Grace, mercy, and peace be unto you from God our Father and
from our Lord and Savior Jesus Christ, Amen.
Brothers and sisters, we look at the Old Testament reading
for this evening's contemplation as we began our journey to the Cross and the
empty tomb. We find our identity is very, very tied to our family. And families
do lots of different things together that bind them as family. For example,
families play games together. They go on hikes together. They see and
experience something new together as a group.
But some of the things that bind them together the most are
when they gather together for a meal to share with one another. Hence, why we
have those family meals at Christmas, and at Easter, at Thanksgiving, and at
other great holidays, birthdays, and so on. When we gather together and we
experience something together as a group, it is far more profound than to do
something or experience something by ourselves as individuals.
That is why God gave family to begin with, with Adam and Eve
and their children. That was family. That is how it all began, and that is how
you and I find our identity.
We come to problems though when we begin to see our family
as the end, and we forget that we're really part of a bigger family. Now, in an
earthly family, meaning with husband, wife, or mother and father and with
children, there has been a lot of things that have come upon families that
cause division. Fathers aren't faithful. Mothers aren't faithful. Husbands and
wives aren't faithful. Children aren't faithful. And the family unity is
splintered, and in splintering that cohesive unit there is great pain within
you.
It is no different than here. When you walk out of here, if
you go anywhere outside of going home, people will look at you with this canted
head as to "What is that on your forehead? You have a dirt there or
something." What happens tonight, how we set ourselves apart as family, we
went through an experience as family to mark ourselves as set apart, different,
not of the world. And we experience that as family. It is the powerful thing
known as the Church of which you and I are a part, and we are family who gather
around this central focus point where God gathers us and calls us. And it is
among this shared experience and shared journey of which you and I are a part
that defines us as family.

• Set of tasks:
**A.** Using the sermon, decide whether each statement agrees with it: (i) gathering for a shared meal is among the things that bind a family together the most; (ii) experiencing something alone is more profound than experiencing it as a group; (iii) God first gave family with Noah and his children. For each, answer yes or no and quote the deciding words.
**B.** In the sermon, what do we forget when we begin to see our family as the end?

• Material shown:
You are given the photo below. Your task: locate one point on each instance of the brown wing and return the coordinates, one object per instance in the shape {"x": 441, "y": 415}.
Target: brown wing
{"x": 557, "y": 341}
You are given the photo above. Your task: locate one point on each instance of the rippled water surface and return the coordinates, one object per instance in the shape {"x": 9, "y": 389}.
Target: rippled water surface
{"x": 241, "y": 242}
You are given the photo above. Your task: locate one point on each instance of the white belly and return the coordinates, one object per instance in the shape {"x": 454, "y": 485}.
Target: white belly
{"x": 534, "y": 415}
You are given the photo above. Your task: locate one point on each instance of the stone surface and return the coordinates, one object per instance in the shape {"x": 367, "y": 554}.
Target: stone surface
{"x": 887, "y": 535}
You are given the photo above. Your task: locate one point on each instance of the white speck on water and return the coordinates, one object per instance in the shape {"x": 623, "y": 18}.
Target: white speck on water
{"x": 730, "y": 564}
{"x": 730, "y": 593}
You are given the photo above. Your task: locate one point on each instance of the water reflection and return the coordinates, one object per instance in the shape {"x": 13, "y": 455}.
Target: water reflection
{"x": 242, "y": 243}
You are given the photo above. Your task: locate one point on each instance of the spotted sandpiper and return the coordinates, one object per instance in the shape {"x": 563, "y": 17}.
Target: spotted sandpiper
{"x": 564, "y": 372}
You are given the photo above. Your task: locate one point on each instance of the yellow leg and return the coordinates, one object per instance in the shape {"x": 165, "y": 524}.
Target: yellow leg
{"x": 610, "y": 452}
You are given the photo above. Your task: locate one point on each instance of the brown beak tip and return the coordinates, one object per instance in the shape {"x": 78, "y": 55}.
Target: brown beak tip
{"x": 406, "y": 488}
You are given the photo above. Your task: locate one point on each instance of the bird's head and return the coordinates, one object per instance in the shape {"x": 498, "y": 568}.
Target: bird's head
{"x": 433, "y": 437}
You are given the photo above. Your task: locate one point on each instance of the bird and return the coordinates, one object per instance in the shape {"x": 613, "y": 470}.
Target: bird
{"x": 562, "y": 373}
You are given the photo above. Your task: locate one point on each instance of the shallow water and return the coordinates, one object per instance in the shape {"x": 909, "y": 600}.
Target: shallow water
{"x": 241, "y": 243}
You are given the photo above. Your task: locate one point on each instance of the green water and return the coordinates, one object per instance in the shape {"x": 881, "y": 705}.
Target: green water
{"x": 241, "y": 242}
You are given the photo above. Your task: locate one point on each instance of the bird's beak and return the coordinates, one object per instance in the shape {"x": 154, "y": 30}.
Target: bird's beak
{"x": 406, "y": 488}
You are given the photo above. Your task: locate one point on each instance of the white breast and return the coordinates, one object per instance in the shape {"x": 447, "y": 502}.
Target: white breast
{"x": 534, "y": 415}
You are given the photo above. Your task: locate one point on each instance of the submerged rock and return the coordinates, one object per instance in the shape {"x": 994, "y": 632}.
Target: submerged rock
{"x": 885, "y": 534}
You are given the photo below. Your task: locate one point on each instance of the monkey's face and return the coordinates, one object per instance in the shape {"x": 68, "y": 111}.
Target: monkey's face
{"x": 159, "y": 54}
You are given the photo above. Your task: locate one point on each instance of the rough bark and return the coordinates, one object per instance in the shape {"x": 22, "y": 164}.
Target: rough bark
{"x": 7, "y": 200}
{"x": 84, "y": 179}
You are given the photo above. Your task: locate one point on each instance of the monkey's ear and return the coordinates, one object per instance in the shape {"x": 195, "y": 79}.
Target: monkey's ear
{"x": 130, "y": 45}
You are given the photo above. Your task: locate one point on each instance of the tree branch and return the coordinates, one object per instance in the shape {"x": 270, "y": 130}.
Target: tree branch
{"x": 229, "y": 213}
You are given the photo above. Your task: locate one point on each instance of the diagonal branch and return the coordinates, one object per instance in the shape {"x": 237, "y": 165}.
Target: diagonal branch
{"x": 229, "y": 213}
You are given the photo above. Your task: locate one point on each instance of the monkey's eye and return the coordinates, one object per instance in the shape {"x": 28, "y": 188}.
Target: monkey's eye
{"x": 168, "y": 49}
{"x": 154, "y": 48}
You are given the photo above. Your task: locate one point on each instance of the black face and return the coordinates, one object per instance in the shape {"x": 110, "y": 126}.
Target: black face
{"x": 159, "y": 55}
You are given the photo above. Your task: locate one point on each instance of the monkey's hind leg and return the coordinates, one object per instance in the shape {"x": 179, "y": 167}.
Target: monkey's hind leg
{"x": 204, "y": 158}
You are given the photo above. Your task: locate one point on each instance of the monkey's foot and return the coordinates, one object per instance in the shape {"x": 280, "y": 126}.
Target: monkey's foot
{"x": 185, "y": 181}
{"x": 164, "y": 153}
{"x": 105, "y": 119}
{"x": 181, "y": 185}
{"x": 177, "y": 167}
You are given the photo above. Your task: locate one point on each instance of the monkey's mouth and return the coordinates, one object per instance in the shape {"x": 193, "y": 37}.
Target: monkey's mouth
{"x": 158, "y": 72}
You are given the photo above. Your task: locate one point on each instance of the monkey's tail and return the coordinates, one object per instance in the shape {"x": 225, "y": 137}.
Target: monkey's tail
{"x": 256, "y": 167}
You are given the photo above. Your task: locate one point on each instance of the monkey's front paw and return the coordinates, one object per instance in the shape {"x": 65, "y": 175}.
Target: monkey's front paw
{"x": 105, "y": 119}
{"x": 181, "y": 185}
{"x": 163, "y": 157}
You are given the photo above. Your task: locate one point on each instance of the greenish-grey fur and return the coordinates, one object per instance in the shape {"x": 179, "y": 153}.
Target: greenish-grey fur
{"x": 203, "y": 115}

• Answers to the tasks:
**A.**
(i) Yes: "But some of the things that bind them together the most are when they gather together for a meal to share with one another."
(ii) No: "When we gather together and we experience something together as a group, it is far more profound than to do something or experience something by ourselves as individuals."
(iii) No: "That is why God gave family to begin with, with Adam and Eve and their children."

**B.** We forget that we're really part of a bigger family.